■ **WHAT IS REQUIRED**
One exact copy of the listing, minus the images, is the required answer.

DATA PROVIDED section start

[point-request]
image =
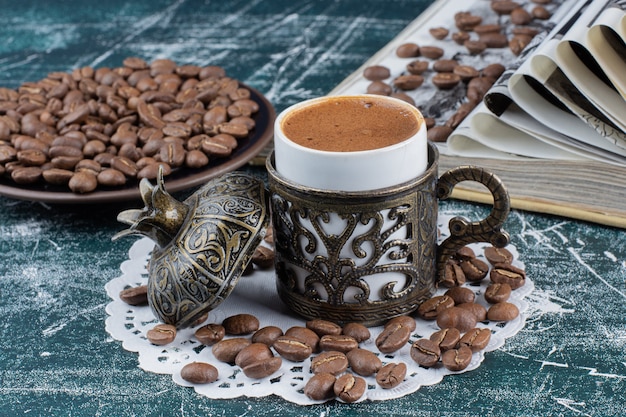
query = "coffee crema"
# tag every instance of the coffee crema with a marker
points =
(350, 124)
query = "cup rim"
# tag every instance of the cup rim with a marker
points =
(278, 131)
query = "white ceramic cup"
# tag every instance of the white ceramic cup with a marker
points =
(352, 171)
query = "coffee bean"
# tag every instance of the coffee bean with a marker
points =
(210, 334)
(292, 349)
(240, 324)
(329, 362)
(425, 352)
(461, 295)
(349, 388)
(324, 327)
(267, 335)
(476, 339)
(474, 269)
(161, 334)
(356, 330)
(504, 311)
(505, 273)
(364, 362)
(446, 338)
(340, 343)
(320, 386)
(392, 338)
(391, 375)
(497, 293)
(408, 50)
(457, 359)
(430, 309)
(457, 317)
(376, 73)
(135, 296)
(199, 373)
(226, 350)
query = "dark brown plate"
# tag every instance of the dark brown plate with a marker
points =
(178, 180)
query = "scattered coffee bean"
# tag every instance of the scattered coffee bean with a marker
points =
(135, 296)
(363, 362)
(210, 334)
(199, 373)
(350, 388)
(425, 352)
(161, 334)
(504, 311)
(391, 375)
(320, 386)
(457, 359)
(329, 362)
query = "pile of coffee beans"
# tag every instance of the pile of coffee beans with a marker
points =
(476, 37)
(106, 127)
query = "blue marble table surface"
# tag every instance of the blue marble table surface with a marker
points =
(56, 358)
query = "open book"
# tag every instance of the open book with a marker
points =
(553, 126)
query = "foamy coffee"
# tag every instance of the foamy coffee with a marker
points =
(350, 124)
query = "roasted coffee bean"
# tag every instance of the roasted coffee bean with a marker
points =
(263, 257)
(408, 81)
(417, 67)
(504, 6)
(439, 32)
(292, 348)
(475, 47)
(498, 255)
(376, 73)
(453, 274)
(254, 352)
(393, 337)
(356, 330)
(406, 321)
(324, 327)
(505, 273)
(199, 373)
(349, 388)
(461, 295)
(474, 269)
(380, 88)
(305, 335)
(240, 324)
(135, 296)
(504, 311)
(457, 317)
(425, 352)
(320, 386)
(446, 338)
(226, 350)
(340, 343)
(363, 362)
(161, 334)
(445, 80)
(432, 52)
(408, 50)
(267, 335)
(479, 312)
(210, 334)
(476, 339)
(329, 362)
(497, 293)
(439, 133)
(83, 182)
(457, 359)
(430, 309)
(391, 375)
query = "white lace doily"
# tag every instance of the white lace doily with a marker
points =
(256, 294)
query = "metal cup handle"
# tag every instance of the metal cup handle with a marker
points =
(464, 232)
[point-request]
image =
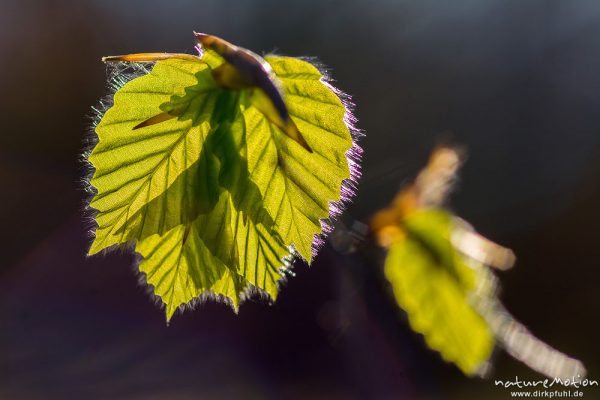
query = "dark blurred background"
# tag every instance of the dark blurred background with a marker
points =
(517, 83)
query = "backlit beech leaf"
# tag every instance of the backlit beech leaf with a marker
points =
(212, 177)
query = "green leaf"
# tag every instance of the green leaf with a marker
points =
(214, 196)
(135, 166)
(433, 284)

DATA PROVIDED section end

■ **WRITTEN RESPONSE**
[point-request]
image =
query = "coffee crema"
# tag every instance of the coffee crema with a marker
points =
(350, 124)
query = "cup rim"
# tag every instance of the cup rim with a marker
points =
(278, 131)
query = "white ceramic cup"
# tag every instance of the white ceramic cup with a marker
points =
(352, 171)
query = "coffee bean"
# tag every instance of the coffee bean with a marker
points =
(210, 334)
(292, 349)
(240, 324)
(329, 362)
(425, 352)
(461, 295)
(349, 388)
(324, 327)
(267, 335)
(476, 339)
(474, 269)
(161, 334)
(356, 330)
(504, 311)
(505, 273)
(364, 362)
(446, 338)
(340, 343)
(320, 386)
(392, 338)
(391, 375)
(497, 293)
(408, 50)
(457, 359)
(430, 309)
(457, 317)
(376, 73)
(135, 296)
(199, 373)
(226, 350)
query = "dark brown plate"
# tag every instance of the dark brown plate with a marker
points =
(178, 180)
query = "scattered coffee bean"
# tag every instance of the scattered coffee bean with a marker
points =
(135, 296)
(363, 362)
(210, 334)
(199, 373)
(350, 388)
(425, 352)
(161, 334)
(504, 311)
(391, 375)
(320, 386)
(457, 359)
(329, 362)
query = "pile of coffee beans"
# tag every instance of the pile of coffee beans with a marker
points =
(476, 37)
(106, 127)
query = "blue marble table surface"
# tag every instance of the blue marble table surface with a marker
points =
(56, 358)
query = "open book"
# tag every instance of the open book with a marker
points =
(553, 126)
query = "foamy coffee"
# tag every instance of the foamy coffee with a marker
points =
(350, 124)
query = "roasted coffee bean"
# tag every instance of the roasted coffee bean with a marker
points =
(263, 257)
(408, 81)
(417, 67)
(504, 6)
(439, 32)
(292, 348)
(475, 47)
(498, 255)
(376, 73)
(453, 274)
(254, 352)
(393, 337)
(356, 330)
(406, 321)
(324, 327)
(505, 273)
(199, 373)
(349, 388)
(461, 295)
(474, 269)
(380, 88)
(305, 335)
(240, 324)
(135, 296)
(504, 311)
(457, 317)
(425, 352)
(320, 386)
(446, 338)
(226, 350)
(340, 343)
(363, 362)
(161, 334)
(445, 80)
(432, 52)
(408, 50)
(267, 335)
(479, 312)
(210, 334)
(476, 339)
(329, 362)
(497, 293)
(439, 133)
(83, 182)
(457, 359)
(430, 309)
(391, 375)
query = "white lace doily"
# tag every instance of the white lace doily with a marker
points =
(256, 294)
query = "metal cup handle"
# tag every instance of the metal cup handle with a marker
points =
(464, 232)
[point-request]
image =
query = "dark blurred background"
# tag every instance of the dark blurred background with a marker
points =
(517, 83)
query = "backlit beech leaf"
# tag every instance of the backlit beech leaf with a marker
points =
(212, 177)
query = "green leaf"
# tag every instance of the green leaf with a marker
points =
(214, 196)
(135, 166)
(433, 284)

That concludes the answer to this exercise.